O tym, kim był Edmunda Wojtyła, jak umarł i jakie motywacje mogły kierować jego życiowymi decyzjami mówili uczestnicy konferencji prasowej połączonej z prezentacją specjalnego dodatku do tygodnika „Gość Niedzielny” związanego z 90. rocznicą śmierci brata św. Jana Pawła II.
W tle rozważań przewijało się pytanie postawione w tytule konferencji: „Czy Edmund Wojtyła zostanie świętym?” Spotkanie z udziałem kard. Kamierza Nycza odbyło się w Domu Arcybiskupów Warszawskich.
Dr Milena Kindziuk, autorka książki o Edmundzie Wojtyle, przypomniała, że ten 26-letni lekarz, mający narzeczoną i wiele zawodowych i osobistych planów, w pełni świadomy ryzyka, z oddaniem opiekował się w szpitalu ciężko chorą pacjentką cierpiącą na nieuleczalną wówczas zakaźną chorobę – aż do jej śmierci. Niestety sam również zaraził się i umarł. – Jego pogrzeb w Bielsku był wydarzeniem. Pisała o nim prasa, mówili ludzie. Podkreślali, że ten młody lekarz oddał swoje życie za drugiego człowieka – relacjonowała Milena Kindziuk. Zwróciła też uwagę, że być może w tym kluczu mógłby być prowadzony ewentualny proces beatyfikacyjny Edmunda Wojtyły. Wyjaśniła przy tym, że dotychczas podczas procesów beatyfikacyjnych udowadniano heroiczność cnót lub męczeństwo; Franciszek wprowadził niejako „trzecią drogę”: właśnie ofiarowanie życia za bliźniego.
------------------------------
• _KRÓTKIE ĆWICZENIE 1_: Skopiuj słowo w słowo fragment tekstu o Edmundzie Wojtyle od „W tle rozważań” do „Domu Arcybiskupów Warszawskich.”.
• _KRÓTKIE ĆWICZENIE 2_: Dopisz dalszą część tekstu o Edmundzie Wojtyle, zaczynając tuż po jego ostatnim zdaniu.
Te dane nie mają żadnego związku z tekstem o Edmundzie Wojtyle.

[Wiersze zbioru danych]
------------------------------
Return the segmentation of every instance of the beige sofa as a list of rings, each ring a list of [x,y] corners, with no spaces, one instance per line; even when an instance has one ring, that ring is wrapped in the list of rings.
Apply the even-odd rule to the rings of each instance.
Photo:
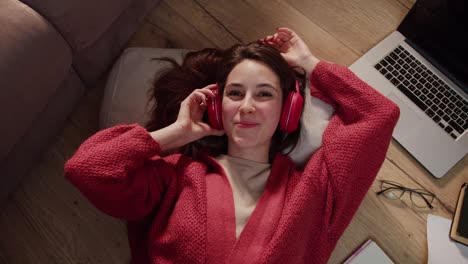
[[[157,1],[0,1],[0,205]]]

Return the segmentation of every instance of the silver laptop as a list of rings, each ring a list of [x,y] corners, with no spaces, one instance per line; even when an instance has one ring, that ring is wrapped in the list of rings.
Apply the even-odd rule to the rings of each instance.
[[[468,3],[418,0],[350,69],[400,107],[393,133],[433,176],[468,153]]]

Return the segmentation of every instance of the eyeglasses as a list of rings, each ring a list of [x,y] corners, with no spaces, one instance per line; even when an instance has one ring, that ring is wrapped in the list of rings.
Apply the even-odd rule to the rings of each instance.
[[[387,181],[387,180],[381,180],[381,185],[380,185],[380,191],[376,192],[377,195],[383,194],[386,198],[396,200],[400,199],[400,197],[403,196],[403,194],[408,191],[410,194],[410,199],[411,202],[413,203],[414,206],[419,207],[419,208],[434,208],[432,206],[432,202],[434,201],[435,195],[433,193],[430,193],[426,190],[423,189],[410,189],[406,188],[403,185],[397,183],[397,182],[392,182],[392,181]]]

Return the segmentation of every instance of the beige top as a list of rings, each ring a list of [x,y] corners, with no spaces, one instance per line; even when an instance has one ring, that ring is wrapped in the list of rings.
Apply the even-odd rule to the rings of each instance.
[[[236,214],[236,237],[239,238],[265,189],[271,164],[228,155],[219,155],[216,160],[224,168],[231,184]]]

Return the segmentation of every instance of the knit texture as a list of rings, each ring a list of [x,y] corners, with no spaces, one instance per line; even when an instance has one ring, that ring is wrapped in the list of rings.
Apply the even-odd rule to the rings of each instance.
[[[283,204],[272,209],[262,202],[269,196],[261,197],[237,242],[235,222],[215,226],[227,228],[228,239],[210,235],[216,228],[207,226],[213,216],[207,214],[206,177],[222,177],[219,164],[180,154],[160,157],[158,143],[136,124],[86,140],[66,163],[65,175],[98,209],[128,221],[133,263],[226,262],[225,254],[207,252],[218,244],[220,251],[232,251],[230,263],[326,263],[385,159],[399,109],[339,65],[320,62],[310,86],[312,96],[336,109],[322,147],[303,170],[275,157],[271,175],[282,179],[276,182],[284,184]],[[253,226],[274,213],[279,217],[271,226]],[[234,212],[228,214],[232,222]],[[256,243],[255,230],[266,230],[268,241]],[[247,250],[256,244],[260,248]]]

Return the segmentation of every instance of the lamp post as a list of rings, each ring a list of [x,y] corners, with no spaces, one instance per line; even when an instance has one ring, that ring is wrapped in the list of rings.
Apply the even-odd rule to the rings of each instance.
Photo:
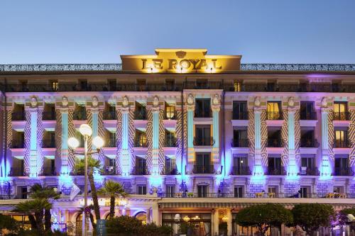
[[[94,154],[94,153],[98,153],[99,152],[99,150],[101,147],[104,146],[104,140],[102,140],[102,137],[97,136],[92,139],[92,144],[95,146],[95,147],[97,149],[96,152],[92,152],[88,153],[87,152],[87,142],[89,140],[89,137],[90,137],[92,135],[92,130],[91,127],[87,125],[87,124],[82,124],[80,125],[79,128],[79,131],[82,134],[82,135],[84,137],[84,215],[82,217],[82,220],[83,220],[83,224],[82,224],[82,236],[87,236],[87,215],[88,215],[86,212],[86,209],[87,208],[87,154]],[[67,140],[68,145],[70,147],[72,150],[75,150],[77,147],[79,147],[79,140],[77,140],[74,137],[71,137],[68,139]],[[75,152],[75,154],[80,154]]]

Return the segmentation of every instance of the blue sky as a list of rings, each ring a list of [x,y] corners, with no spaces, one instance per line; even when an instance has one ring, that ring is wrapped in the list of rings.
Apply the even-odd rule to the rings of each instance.
[[[0,22],[0,64],[118,63],[156,47],[355,63],[354,0],[2,0]]]

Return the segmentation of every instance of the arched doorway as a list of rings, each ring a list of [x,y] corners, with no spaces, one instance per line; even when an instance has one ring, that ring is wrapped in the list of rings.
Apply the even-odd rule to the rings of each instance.
[[[136,214],[134,216],[137,220],[141,221],[142,225],[146,225],[147,224],[147,213],[144,211],[141,211],[138,212],[138,213]]]

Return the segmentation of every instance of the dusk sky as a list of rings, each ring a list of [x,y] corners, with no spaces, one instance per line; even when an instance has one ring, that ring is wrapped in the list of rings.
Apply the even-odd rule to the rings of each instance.
[[[0,22],[0,64],[119,63],[157,47],[355,63],[354,0],[12,0]]]

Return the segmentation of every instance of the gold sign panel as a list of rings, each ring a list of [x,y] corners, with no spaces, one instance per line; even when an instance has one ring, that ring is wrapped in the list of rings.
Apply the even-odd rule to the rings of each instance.
[[[241,56],[207,55],[205,49],[156,49],[155,55],[121,55],[122,70],[141,73],[222,73],[240,70]]]

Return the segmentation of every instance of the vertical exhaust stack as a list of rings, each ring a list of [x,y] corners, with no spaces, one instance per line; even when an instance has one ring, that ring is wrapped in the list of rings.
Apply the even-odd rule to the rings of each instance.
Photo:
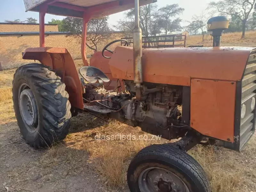
[[[142,31],[140,27],[139,21],[139,0],[135,0],[135,27],[132,30],[133,47],[133,68],[134,80],[135,84],[136,97],[139,100],[141,98],[142,82]]]
[[[222,31],[228,28],[229,20],[225,16],[214,17],[207,22],[207,30],[212,32],[213,37],[213,47],[219,47],[220,45],[220,36]]]

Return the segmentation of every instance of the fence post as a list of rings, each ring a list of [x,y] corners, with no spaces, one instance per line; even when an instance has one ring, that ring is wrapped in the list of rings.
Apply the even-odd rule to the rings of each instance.
[[[172,47],[174,47],[174,44],[175,42],[175,35],[173,35],[172,38],[173,38],[173,41],[172,41]]]

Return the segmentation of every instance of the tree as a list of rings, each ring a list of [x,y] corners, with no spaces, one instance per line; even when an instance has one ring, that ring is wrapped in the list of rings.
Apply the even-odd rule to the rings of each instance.
[[[24,23],[24,21],[22,21],[20,20],[20,19],[16,19],[13,20],[4,20],[4,22],[6,23]]]
[[[132,38],[127,39],[128,41],[132,41],[132,30],[135,27],[134,21],[120,20],[117,21],[117,24],[113,27],[121,31],[126,37]]]
[[[170,32],[175,32],[176,31],[182,30],[183,28],[180,25],[180,22],[182,20],[180,18],[177,18],[169,24],[168,26],[168,30]]]
[[[223,0],[212,2],[208,8],[221,15],[236,17],[242,22],[242,38],[244,38],[246,23],[256,0]]]
[[[90,46],[87,43],[86,45],[95,51],[98,51],[98,44],[103,40],[109,38],[111,35],[111,30],[107,22],[108,19],[108,17],[106,16],[92,19],[87,23],[86,41],[91,42],[93,45]],[[63,20],[62,27],[64,31],[70,32],[69,36],[79,39],[82,38],[82,19],[66,17]]]
[[[37,20],[33,17],[28,17],[25,21],[27,23],[37,23]]]
[[[156,4],[150,4],[140,7],[139,19],[143,36],[148,37],[150,34],[152,34],[151,28],[150,27],[151,16],[156,14],[156,12],[157,8],[157,5]],[[135,16],[134,9],[128,11],[126,16],[128,20],[134,22]]]
[[[48,24],[57,24],[58,25],[58,29],[59,29],[59,31],[64,31],[65,30],[63,28],[63,23],[64,19],[60,20],[52,19],[51,21],[48,21]]]
[[[160,17],[162,20],[163,28],[166,35],[167,35],[167,32],[170,29],[172,22],[171,18],[180,14],[184,10],[177,4],[167,5],[158,10]]]
[[[194,31],[200,29],[203,35],[203,41],[204,41],[204,31],[206,30],[207,22],[210,17],[206,16],[204,13],[198,15],[194,15],[192,18],[192,21],[190,22],[188,25],[191,30]]]

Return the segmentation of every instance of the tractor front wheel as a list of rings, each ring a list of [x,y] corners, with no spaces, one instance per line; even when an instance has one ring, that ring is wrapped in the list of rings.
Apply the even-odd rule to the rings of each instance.
[[[71,117],[68,94],[60,78],[45,66],[19,68],[13,76],[12,99],[20,132],[36,148],[63,139]]]
[[[127,181],[131,192],[210,192],[199,164],[186,152],[165,145],[140,151],[129,166]]]

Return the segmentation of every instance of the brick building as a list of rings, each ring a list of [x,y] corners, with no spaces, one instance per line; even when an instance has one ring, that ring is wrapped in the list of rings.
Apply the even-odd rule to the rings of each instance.
[[[46,47],[65,47],[75,61],[81,58],[80,40],[67,36],[68,33],[59,32],[57,25],[46,24],[45,31]],[[122,36],[120,32],[114,32],[111,38],[98,45],[98,50],[102,50],[108,43]],[[38,47],[39,24],[0,23],[0,70],[31,63],[31,60],[22,59],[22,53],[28,47]],[[93,53],[88,47],[86,52],[88,56]]]

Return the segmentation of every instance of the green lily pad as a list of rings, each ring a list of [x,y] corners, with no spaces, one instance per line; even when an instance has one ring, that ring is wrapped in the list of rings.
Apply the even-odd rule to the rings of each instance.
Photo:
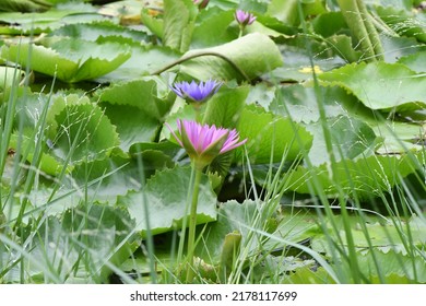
------------------------------
• _ODPOWIEDŹ DO ĆWICZENIA 1_:
W tle rozważań przewijało się pytanie postawione w tytule konferencji: „Czy Edmund Wojtyła zostanie świętym?” Spotkanie z udziałem kard. Kamierza Nycza odbyło się w Domu Arcybiskupów Warszawskich.

• _ODPOWIEDŹ DO ĆWICZENIA 2_:
– Głęboko wierzę, że Edmund Wojtyła jest błogosławiony, tzn. jest zbawionym w niebie, natomiast czy będzie ogłoszony błogosławionym – nie wiem – powiedział kard. Kazimierz Nycz odnosząc się do tytułowego pytania konferencji. Podkreślił, że sam nie stawia tego pytania, gdyż nie ono jest najważniejsze. – Najważniejsze jest to, na co zdecydował się ten człowiek jako lekarz i co zapewne każdy uczciwy lekarz by zrobił – zaznaczył. Wyraził też wdzięczność autorom książki i wkładki prasowej za przygotowanie tych materiałów – za ukazywanie wartościowego modelu życia zawodowego i pokazywanie zwykłej wadowickiej rodziny, która wychowała dwóch tak niezwykłych synów.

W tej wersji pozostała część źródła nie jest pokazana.